## EXERCISE
Will you restate verbatim the lines running from the line with "the woman standing" to the end of the data, leaving out everything else?

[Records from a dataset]
_ _ _ _ _ _ _

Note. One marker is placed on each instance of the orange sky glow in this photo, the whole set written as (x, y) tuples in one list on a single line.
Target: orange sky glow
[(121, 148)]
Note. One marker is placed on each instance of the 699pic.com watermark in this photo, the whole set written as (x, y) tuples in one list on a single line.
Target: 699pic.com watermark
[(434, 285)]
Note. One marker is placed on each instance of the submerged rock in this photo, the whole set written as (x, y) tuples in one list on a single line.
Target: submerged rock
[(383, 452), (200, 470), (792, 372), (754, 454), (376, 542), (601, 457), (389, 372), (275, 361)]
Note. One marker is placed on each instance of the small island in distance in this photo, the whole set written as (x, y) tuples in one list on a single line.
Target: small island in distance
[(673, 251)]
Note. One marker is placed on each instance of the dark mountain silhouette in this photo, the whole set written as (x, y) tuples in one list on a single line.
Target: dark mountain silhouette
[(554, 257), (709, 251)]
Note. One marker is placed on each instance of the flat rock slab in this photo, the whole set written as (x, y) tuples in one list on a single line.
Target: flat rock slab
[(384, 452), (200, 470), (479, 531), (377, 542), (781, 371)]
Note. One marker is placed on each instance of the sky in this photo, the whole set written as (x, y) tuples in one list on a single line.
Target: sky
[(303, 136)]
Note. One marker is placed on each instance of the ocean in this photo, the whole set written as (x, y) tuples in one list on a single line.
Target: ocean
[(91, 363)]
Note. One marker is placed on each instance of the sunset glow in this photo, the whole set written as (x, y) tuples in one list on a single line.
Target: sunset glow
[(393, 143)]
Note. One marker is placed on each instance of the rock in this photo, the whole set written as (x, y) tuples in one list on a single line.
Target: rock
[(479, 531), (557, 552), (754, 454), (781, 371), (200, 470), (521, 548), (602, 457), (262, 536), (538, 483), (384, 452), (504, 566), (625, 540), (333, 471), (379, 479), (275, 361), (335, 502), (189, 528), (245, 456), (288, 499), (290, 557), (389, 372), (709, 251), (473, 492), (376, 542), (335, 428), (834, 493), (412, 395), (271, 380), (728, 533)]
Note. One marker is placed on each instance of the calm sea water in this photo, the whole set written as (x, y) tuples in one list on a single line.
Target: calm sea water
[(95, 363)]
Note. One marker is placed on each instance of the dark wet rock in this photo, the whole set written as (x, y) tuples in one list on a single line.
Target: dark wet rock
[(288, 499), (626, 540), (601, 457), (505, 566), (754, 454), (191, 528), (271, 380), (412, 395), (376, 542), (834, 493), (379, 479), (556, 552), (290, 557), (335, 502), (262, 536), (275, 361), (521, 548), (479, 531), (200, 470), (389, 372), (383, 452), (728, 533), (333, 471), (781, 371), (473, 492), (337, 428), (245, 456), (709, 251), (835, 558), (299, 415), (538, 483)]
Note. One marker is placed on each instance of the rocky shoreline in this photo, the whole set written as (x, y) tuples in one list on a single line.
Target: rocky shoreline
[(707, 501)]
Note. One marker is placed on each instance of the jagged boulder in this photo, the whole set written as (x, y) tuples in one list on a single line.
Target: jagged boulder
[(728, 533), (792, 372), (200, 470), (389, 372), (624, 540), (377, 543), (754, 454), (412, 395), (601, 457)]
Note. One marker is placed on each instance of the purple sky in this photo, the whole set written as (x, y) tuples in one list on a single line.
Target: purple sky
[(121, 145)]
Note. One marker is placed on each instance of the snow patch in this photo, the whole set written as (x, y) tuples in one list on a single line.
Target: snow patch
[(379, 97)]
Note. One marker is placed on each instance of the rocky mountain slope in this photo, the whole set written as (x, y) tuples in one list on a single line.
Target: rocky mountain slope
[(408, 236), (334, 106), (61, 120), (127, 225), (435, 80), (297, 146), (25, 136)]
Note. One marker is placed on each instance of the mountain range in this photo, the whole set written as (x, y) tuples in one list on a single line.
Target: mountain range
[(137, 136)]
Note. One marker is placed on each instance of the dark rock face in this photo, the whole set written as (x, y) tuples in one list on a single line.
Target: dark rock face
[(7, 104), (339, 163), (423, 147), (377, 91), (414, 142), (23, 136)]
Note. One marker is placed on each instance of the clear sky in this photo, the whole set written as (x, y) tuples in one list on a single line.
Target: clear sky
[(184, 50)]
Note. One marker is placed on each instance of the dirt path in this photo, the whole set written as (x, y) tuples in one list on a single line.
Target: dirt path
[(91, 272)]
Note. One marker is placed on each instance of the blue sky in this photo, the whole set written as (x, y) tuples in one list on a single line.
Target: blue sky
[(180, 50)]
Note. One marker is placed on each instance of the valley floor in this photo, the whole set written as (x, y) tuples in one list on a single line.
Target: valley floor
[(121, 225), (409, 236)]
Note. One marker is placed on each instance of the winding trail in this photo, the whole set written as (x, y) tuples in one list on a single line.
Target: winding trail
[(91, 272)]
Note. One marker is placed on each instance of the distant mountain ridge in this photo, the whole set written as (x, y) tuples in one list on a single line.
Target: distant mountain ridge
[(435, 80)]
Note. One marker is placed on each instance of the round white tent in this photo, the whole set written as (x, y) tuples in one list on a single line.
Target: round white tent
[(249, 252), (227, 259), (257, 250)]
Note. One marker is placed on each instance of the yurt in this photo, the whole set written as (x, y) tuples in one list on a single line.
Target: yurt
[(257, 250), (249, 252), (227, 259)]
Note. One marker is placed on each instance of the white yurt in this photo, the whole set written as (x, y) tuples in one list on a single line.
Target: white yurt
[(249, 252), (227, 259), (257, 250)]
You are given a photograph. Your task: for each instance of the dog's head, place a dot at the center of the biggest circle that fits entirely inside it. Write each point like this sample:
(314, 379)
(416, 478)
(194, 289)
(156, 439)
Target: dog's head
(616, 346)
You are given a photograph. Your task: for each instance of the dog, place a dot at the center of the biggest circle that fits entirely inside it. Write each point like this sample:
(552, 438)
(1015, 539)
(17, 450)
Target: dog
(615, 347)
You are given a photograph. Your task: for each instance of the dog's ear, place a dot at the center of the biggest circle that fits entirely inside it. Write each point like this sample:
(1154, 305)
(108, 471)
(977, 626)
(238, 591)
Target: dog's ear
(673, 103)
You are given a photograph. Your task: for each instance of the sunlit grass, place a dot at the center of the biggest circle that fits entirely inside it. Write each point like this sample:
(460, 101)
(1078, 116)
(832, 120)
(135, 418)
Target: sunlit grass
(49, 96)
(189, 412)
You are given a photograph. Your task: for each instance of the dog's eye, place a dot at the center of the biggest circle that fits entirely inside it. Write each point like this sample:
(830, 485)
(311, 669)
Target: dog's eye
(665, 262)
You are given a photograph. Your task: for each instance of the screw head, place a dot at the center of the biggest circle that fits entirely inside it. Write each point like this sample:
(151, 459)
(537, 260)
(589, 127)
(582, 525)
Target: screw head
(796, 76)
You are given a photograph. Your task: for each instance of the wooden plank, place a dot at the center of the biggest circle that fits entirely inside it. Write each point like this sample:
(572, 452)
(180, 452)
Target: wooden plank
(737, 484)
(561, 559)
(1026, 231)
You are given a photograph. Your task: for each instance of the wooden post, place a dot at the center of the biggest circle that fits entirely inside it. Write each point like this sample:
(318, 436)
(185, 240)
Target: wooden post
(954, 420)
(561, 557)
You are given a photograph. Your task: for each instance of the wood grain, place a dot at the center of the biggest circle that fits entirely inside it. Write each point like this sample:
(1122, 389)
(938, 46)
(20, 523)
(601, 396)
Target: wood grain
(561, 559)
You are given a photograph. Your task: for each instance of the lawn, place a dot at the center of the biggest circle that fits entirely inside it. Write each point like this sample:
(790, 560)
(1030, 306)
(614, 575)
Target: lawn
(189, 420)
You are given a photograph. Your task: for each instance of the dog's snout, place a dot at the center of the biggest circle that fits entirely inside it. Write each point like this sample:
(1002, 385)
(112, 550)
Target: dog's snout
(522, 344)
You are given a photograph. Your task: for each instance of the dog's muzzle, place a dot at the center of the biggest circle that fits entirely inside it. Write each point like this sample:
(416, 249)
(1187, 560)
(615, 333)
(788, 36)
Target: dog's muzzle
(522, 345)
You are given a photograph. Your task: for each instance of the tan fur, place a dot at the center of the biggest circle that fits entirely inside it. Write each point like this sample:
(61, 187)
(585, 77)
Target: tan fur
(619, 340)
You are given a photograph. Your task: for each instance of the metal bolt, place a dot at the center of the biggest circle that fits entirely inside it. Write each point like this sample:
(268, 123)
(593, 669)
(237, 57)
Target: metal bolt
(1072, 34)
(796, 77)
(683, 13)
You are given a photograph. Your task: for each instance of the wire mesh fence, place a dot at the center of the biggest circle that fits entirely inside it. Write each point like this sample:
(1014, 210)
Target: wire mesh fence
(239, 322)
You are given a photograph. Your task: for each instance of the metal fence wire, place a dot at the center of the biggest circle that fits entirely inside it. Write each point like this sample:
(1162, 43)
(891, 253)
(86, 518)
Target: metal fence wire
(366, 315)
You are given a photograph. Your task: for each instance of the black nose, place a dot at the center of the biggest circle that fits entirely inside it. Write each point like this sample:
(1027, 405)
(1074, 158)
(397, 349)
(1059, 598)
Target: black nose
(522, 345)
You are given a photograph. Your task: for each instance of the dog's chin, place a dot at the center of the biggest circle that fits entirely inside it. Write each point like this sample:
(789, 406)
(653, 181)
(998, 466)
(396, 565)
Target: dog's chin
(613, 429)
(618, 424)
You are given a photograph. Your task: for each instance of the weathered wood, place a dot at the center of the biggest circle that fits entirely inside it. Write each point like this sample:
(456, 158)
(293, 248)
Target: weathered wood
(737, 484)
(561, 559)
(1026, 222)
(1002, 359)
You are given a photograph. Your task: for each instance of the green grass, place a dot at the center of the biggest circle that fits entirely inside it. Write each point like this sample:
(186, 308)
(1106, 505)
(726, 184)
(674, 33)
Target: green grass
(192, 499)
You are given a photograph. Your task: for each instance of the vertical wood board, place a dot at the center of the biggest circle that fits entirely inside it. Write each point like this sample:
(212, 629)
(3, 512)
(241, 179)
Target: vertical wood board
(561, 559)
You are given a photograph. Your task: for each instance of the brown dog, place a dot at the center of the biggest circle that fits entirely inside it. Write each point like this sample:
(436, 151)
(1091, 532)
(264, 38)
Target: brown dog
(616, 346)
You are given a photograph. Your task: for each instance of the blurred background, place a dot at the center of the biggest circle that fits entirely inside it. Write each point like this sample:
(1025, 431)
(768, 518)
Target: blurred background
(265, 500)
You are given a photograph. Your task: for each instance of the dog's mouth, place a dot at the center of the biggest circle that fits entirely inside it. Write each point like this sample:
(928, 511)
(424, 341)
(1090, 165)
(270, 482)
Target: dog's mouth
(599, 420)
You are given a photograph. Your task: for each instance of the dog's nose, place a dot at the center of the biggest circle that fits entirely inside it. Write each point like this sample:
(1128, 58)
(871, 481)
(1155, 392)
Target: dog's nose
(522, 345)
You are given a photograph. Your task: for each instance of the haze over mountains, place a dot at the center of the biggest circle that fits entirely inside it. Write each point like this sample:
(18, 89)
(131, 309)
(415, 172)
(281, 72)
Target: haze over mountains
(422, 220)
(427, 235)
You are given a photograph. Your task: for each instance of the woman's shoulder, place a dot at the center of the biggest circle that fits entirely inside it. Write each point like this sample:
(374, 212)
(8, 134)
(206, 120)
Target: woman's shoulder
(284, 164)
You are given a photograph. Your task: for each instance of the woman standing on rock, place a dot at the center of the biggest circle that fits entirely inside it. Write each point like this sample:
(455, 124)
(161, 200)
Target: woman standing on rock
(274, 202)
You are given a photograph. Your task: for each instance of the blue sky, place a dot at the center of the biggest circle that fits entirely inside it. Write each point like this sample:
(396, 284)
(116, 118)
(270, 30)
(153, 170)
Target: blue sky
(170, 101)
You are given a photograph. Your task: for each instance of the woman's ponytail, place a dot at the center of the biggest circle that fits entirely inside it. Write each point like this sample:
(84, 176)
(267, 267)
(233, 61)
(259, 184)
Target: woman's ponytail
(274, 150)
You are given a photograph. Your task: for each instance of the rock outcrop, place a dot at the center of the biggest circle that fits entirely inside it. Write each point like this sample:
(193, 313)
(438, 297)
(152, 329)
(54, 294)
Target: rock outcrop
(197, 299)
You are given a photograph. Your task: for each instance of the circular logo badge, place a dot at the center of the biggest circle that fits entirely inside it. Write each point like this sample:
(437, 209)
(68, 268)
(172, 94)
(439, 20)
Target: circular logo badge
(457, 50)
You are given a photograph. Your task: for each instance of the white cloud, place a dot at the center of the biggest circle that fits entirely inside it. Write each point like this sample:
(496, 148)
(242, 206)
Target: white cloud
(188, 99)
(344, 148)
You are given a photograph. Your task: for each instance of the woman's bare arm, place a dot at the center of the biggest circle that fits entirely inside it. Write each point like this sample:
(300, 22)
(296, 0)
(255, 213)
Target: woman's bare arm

_ _ _ _ _ _ _

## COMPLETE RESPONSE
You are given a photograph. Your task: for each instance of the woman standing on rock, place a dot at the center of the biggest circle that fits entirely inside it. Write each point like this sample:
(455, 124)
(161, 200)
Target: woman standing on rock
(274, 202)
You are given a photograph. Your task: for each instance of the blue sky, place a dot at the center of the biggest circle that fits entirely inside it. Write each point like this sample:
(396, 284)
(116, 118)
(270, 30)
(153, 170)
Target: blue sky
(170, 101)
You are given a photograph. Your task: for each instance of the woman's ponytail, place a dot at the center of the biggest circle that fits entirely inside it. Write each point like this sample:
(84, 176)
(267, 267)
(233, 61)
(259, 184)
Target: woman's ponytail
(274, 150)
You are given a photograph. Your task: for each instance of the rock outcrop, place a dot at the center of the biggest circle that fits entirely inside it. Write each point like this sample:
(193, 313)
(438, 297)
(152, 329)
(54, 294)
Target: rock outcrop
(197, 299)
You are given a photograph. Your task: for each instance of the circular logo badge, place a dot at the center of the biggest circle that fits entirely inside it. Write each point like this sample:
(437, 209)
(68, 268)
(172, 94)
(439, 20)
Target: circular logo badge
(457, 50)
You are given a photograph. Your task: for each instance of the white cloud, place a dot at the center of the biggest circle that fits entirely inside it. Write each point like this sample:
(496, 148)
(242, 206)
Target: white cloud
(188, 99)
(344, 148)
You are given a photograph. Your task: for each instance of the woman's bare arm, place a dot at the center of the biggest circle that fits entirely inside it. Write each point like this sample:
(300, 22)
(296, 0)
(255, 213)
Target: woman's bare arm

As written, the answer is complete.